The problem >> Every entry below should be printed exactly, without its images.

-- BEGIN Supplied material --

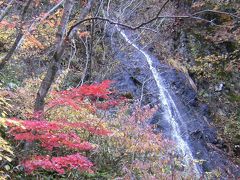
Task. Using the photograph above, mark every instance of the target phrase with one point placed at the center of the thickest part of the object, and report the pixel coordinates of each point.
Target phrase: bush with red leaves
(58, 135)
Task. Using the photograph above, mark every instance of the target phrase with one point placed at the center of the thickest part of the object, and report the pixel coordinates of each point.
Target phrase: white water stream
(171, 112)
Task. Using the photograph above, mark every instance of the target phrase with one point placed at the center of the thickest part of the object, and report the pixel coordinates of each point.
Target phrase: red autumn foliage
(75, 97)
(58, 134)
(59, 164)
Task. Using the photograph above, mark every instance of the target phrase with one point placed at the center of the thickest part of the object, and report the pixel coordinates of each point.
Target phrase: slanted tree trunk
(53, 66)
(8, 56)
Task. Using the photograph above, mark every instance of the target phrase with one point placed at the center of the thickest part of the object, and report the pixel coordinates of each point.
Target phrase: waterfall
(170, 110)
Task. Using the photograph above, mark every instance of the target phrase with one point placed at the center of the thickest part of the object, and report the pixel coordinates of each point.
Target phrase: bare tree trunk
(53, 66)
(18, 38)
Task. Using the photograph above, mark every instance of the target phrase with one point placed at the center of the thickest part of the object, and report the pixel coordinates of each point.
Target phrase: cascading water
(170, 110)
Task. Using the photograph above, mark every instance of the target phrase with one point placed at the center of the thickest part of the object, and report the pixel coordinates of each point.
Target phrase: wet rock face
(134, 77)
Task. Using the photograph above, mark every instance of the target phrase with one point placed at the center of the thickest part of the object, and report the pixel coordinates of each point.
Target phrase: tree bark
(18, 38)
(53, 66)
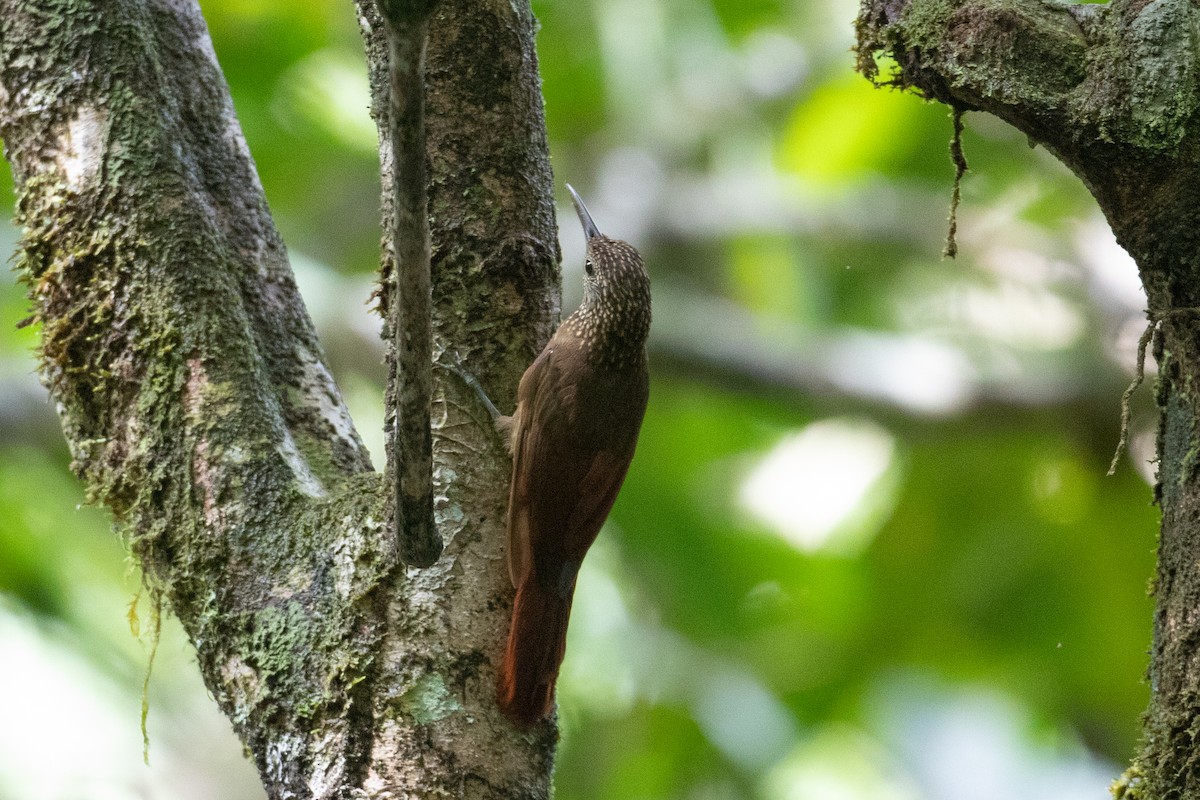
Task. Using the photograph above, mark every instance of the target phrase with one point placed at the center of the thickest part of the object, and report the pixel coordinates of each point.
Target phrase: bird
(579, 413)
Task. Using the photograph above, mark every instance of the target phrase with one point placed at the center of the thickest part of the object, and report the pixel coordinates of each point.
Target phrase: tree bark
(1113, 91)
(198, 405)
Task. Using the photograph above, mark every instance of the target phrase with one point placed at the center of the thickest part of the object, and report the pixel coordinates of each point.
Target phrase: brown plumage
(580, 407)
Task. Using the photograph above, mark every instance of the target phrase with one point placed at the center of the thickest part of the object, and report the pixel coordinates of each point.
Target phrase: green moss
(429, 699)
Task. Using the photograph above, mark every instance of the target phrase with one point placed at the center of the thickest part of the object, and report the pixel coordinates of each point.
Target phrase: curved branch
(1114, 91)
(406, 304)
(186, 373)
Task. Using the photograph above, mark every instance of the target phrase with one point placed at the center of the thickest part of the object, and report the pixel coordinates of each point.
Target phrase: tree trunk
(1113, 91)
(198, 405)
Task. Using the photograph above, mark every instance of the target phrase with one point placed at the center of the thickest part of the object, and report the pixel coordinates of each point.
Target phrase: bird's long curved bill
(589, 227)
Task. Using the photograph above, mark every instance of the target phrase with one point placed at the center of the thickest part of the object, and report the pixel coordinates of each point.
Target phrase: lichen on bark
(198, 405)
(1113, 91)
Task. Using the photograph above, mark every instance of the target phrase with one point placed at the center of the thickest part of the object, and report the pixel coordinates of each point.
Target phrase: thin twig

-- END Supplied material --

The solution >>
Task. Using the photograph above, mark every instance of the target phrase with one point placed at the center of the thickest part of the object, and report the pixel coordinates of each point.
Target phrase: bush with red leaves
(58, 135)
Task. Using the photograph above, mark every instance of the target phrase with one point placed at the center of the thickest part of the object, and report the pixel coordinates of each point.
Target phrase: white water stream
(171, 112)
Task. Using the photograph above, mark every instance of the target phrase with one point placed at the center of the thickest part of the object, and report the pixel coordinates of each point.
Target phrase: red autumn foliage
(75, 97)
(58, 134)
(59, 164)
Task. Using the photograph above, mark every instance of the target phrase with one point placed at the center of the thickest part of the object, and report the pixel coordinates of each point.
Target phrase: slanted tree trunk
(53, 66)
(8, 56)
Task. Using the photograph above, mark every instance of the target phrase with one point placed at the center of the thickest part of the object, and report the pixel coordinates of each point.
Target phrase: waterfall
(170, 110)
Task. Using the photograph above, mark every instance of the target phrase with one point placed at the center of the thickest part of the object, and report the pixel coordinates of each point.
Target phrase: bare tree trunk
(53, 66)
(18, 38)
Task. Using the photograph above, mark every instance of the target phrase with one point placed at the center of the thickest part of the object, and report the pixel coordinates of each point.
Target phrase: cascading water
(170, 110)
Task. Using the photograph above, mark every instance of the target phrase with one point placed at the center of the thickest part of the object, and report the pixel coordinates of each point.
Target phrase: wet rock face
(134, 77)
Task. Using the photograph above, mark every instance of the target phrase with one point placed at the center of the thickest part of the object, and report the pixel coordinates of each point.
Target phrase: tree bark
(18, 38)
(53, 66)
Task. Using the photograph above, mark every instance of the target phrase with one point placed at the center of the thickest part of the object, and report the pixel coordinates of each point.
Target phrase: bird
(579, 413)
Task. Using the photograph above, mark every instance of the target phrase with one point placed at the center of the thickest part of the object, and report the pixel coordinates of each point.
Target phrase: tree bark
(1113, 91)
(198, 405)
Task. Using the photograph above, mark every instance of the target phrase with one point placed at the center of the thickest part of the object, and report the pixel coordinates of each point.
Target phrase: brown plumage
(580, 407)
Task. Using the photograph above, mark every instance of the target phrase with one point placed at the center of the thickest part of the object, and report the pixel coordinates of each point.
Target phrase: green moss
(429, 699)
Task. Using the photograph above, mark every instance of the target phrase with one point placed at the center of the thickest part of the object, and report the pixel coordinates of each point.
Target phrase: curved branch
(1114, 91)
(406, 304)
(186, 373)
Task. Using the photograph above, mark every instance of the target phrase with one point placed at the center of the thickest part of the object, and report the pixel coordinates of each point.
Target phrase: tree trunk
(1113, 91)
(198, 405)
Task. Using the photograph above, mark every instance of the target phrase with one point placed at the center of the thickest part of the object, and report the pixel coordinates of each point.
Target phrase: bird's long curved bill
(589, 227)
Task. Using the photograph above, mark every instance of the target phrase with one point placed at the center of the thickest part of the object, and report the pixel coordinates of each point.
Target phrase: lichen on bark
(198, 405)
(1113, 91)
Task. Using the photograph above, mark every instance of the target phrase with one point placed at the center of the thickest part of the object, and report the pixel coordinates of each point.
Target phrase: thin twig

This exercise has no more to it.